_TASK_
Locate the line that contains "Could you spot the garage". Print it and each following line through the end of the listing, verbatim, and nothing more.

Lines of data:
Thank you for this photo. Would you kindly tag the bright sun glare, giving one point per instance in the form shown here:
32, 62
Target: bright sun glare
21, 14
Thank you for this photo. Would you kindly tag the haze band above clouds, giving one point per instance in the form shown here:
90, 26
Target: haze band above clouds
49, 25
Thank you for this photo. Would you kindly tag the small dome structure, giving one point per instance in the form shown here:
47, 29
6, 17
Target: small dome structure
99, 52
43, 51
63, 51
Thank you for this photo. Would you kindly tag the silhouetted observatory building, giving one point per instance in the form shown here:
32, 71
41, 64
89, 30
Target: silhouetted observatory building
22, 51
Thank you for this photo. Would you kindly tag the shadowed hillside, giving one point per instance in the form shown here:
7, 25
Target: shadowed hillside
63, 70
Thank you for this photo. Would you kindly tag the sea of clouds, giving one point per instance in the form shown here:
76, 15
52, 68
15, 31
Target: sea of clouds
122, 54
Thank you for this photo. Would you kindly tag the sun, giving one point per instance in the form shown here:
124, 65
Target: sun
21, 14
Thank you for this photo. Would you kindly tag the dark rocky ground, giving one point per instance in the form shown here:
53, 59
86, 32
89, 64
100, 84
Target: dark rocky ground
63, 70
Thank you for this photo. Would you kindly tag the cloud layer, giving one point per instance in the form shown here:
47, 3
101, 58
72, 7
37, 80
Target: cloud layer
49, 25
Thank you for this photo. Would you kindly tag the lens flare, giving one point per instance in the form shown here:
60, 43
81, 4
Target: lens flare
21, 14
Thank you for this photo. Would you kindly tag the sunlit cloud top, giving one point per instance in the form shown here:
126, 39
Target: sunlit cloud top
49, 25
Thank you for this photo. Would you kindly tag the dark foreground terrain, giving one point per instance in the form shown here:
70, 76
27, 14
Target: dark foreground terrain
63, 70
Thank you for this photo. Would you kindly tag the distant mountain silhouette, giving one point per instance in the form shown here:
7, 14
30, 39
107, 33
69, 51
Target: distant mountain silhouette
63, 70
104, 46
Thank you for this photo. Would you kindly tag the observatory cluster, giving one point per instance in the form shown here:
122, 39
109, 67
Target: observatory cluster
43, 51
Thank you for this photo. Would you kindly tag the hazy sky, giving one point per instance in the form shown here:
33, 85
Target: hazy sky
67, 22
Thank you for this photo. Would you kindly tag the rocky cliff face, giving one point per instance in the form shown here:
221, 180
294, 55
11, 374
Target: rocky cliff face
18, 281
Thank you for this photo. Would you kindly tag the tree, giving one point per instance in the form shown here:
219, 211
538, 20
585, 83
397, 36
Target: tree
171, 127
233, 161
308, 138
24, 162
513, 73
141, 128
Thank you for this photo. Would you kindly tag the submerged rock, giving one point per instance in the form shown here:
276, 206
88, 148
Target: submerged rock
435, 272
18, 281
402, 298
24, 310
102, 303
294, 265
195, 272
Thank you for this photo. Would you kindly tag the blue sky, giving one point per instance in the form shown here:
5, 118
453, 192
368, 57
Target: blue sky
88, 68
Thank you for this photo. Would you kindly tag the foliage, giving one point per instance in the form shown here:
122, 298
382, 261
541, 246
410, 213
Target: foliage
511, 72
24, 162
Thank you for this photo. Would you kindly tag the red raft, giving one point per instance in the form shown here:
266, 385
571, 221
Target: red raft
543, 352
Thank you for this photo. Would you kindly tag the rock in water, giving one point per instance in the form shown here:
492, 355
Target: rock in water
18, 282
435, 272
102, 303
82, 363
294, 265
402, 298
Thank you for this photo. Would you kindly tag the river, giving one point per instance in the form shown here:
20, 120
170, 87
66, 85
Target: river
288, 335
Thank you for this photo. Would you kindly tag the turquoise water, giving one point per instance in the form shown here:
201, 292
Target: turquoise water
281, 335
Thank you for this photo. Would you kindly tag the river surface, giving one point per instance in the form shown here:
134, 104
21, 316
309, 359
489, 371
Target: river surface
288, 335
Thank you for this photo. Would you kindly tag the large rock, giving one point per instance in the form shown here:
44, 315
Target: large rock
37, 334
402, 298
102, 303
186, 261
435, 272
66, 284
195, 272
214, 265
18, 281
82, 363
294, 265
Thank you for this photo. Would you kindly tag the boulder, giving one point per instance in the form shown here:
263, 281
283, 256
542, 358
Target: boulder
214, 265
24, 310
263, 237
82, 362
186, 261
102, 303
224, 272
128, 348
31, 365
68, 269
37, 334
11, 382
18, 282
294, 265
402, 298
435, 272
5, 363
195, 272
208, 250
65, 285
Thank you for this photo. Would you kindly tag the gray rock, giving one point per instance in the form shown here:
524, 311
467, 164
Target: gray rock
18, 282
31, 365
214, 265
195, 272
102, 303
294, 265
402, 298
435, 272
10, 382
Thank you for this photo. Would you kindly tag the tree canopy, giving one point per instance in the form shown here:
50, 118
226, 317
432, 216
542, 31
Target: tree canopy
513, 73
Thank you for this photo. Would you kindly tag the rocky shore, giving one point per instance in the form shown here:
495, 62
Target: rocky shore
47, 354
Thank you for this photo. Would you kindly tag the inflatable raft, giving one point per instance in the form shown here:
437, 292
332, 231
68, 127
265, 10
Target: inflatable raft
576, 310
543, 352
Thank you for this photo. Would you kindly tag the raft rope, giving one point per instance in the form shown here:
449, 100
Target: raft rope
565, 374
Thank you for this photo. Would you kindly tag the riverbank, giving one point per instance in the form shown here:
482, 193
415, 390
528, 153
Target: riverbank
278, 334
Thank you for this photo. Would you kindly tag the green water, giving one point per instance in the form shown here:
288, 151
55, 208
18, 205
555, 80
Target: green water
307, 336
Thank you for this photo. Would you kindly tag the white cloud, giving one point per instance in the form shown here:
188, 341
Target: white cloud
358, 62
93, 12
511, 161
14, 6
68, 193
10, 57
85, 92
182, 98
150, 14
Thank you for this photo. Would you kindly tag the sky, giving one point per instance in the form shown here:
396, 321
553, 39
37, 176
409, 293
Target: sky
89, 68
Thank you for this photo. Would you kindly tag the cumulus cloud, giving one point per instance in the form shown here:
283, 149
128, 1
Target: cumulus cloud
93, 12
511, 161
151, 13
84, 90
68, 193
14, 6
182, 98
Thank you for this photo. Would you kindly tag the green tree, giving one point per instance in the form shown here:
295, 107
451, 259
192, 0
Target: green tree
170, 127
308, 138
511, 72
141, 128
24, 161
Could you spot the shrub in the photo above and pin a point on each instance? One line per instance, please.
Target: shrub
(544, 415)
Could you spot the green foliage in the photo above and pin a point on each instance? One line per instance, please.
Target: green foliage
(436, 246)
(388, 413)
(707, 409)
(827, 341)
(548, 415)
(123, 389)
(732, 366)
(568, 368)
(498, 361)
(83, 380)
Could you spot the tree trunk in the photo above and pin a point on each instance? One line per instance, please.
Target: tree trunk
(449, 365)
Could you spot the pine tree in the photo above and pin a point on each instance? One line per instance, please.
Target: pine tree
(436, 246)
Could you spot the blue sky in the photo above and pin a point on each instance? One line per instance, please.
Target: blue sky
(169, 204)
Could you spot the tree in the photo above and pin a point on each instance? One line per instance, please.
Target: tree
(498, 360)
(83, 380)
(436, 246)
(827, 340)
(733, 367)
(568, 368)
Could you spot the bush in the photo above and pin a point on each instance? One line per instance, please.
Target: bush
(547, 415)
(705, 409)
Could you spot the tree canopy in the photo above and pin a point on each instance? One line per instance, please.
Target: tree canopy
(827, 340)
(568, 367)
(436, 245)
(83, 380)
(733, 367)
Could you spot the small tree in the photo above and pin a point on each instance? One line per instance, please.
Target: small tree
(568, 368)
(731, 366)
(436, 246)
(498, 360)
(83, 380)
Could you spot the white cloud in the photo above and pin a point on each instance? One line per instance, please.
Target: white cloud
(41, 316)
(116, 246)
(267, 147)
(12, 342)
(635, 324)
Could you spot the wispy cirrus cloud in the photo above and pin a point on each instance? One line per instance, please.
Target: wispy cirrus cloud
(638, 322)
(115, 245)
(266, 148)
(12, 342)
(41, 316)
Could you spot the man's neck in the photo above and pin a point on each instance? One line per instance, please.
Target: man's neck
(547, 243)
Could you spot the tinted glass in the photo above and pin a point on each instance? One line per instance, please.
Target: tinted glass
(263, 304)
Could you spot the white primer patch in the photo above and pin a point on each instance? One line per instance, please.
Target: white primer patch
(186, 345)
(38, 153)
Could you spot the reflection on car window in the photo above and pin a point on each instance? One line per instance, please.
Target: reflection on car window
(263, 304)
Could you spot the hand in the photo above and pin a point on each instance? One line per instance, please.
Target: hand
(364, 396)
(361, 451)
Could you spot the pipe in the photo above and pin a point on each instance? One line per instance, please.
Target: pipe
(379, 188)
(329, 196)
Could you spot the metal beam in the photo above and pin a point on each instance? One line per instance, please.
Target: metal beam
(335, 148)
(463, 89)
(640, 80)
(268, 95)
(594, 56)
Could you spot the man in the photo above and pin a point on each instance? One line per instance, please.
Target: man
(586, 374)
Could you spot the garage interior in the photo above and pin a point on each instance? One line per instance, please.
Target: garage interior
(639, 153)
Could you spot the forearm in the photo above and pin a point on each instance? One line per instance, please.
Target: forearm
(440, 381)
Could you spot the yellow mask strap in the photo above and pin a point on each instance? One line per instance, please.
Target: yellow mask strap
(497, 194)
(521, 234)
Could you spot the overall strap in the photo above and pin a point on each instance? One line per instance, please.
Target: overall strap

_EXERCISE OUTPUT_
Could you spot the garage interior in the photo above and pin a point on each instance? One line per instance, please.
Target: garage interior
(639, 153)
Could you spot the forearm in the photo above and pin a point on each instance? One line per instance, please.
Target: forearm
(440, 381)
Could you spot the yellow mask strap in the photo above and pin a point on each instance? One line per instance, please.
Target: yellow mask strap
(497, 194)
(521, 234)
Could you spot the overall strap in the photo above and pin a point on each instance? One line per instance, please.
Target: overall strap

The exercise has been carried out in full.